▶ Task objective
Transcribe word for word the lines below from the line with "task | for every instance of the double-hung" through the line with "task | for every instance of the trimmed", ends included.

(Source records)
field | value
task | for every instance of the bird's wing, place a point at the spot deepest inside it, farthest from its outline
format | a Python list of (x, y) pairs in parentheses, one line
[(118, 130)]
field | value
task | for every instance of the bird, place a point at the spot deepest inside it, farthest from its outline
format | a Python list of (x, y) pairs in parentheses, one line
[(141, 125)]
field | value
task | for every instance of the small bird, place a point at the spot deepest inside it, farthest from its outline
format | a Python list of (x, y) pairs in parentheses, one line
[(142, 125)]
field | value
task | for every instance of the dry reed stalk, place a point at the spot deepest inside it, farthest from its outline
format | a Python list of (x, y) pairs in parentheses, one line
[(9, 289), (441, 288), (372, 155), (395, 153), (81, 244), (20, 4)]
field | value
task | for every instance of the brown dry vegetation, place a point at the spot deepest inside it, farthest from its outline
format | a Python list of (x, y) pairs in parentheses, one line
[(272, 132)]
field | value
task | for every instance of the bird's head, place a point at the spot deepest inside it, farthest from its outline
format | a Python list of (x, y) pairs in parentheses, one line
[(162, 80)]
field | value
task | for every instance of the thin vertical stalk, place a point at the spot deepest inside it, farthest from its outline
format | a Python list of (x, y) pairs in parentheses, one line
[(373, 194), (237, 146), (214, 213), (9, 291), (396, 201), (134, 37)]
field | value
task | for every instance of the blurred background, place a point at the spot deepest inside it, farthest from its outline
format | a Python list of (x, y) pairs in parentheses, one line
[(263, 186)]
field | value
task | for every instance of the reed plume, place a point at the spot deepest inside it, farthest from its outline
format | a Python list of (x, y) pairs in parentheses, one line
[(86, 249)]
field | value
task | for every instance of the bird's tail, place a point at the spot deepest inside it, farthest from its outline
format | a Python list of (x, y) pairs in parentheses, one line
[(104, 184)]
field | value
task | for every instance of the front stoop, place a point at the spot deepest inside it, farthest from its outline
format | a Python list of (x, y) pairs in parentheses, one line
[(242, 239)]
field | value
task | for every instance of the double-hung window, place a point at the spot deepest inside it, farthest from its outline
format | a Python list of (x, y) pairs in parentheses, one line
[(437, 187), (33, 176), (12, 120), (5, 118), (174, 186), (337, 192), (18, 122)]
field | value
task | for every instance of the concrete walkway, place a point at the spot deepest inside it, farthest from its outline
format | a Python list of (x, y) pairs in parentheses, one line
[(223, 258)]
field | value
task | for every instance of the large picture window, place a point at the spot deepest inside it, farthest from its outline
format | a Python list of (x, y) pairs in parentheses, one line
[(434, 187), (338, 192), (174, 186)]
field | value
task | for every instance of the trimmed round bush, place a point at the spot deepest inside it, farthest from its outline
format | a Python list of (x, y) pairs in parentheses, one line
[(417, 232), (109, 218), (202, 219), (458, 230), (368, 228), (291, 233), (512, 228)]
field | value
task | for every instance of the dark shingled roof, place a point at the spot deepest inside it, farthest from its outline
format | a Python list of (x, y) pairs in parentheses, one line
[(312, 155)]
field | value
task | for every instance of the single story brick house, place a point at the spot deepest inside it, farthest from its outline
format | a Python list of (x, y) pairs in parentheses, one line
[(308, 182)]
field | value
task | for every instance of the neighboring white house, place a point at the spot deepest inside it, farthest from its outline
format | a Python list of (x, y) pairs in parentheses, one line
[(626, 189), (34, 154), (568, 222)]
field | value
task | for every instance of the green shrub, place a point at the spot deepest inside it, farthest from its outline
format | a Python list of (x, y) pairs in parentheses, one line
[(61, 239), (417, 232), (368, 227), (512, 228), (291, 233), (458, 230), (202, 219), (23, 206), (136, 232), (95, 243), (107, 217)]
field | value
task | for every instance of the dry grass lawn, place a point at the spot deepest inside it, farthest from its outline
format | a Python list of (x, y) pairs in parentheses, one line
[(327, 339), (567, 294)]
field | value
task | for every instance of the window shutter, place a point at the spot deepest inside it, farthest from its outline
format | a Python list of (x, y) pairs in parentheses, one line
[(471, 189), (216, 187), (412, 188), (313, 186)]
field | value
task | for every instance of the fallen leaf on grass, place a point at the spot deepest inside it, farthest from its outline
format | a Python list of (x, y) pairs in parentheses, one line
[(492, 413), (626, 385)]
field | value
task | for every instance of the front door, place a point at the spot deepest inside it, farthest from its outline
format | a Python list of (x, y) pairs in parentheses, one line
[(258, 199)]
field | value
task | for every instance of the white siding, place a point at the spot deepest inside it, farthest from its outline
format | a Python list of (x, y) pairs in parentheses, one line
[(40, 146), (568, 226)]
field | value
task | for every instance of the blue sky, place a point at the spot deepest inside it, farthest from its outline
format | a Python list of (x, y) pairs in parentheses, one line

▶ Answer section
task | for every instance of the double-hung window, place a point at the spot deepest inside it, farthest from its outline
format | a Python list of (x, y) pairs in parentheses, one line
[(437, 187), (33, 176), (12, 120), (5, 118), (174, 186), (337, 192), (18, 122)]
field | value
task | for every instance of the concrete walkway, place a point at the spot deepest inside it, farthest from its outline
format | a Python list of (x, y) pairs in parentheses, one line
[(223, 258)]
field | value
task | for every instance of the large picture window, place a point at the spot deepest inside it, farthest from its outline
format | a Python list of (x, y) pairs in parentheses, one line
[(434, 187), (338, 192), (174, 186)]
field | value
task | for every instance of the trimmed round bush, place a point at the spot deepest inside it, farthest from its outline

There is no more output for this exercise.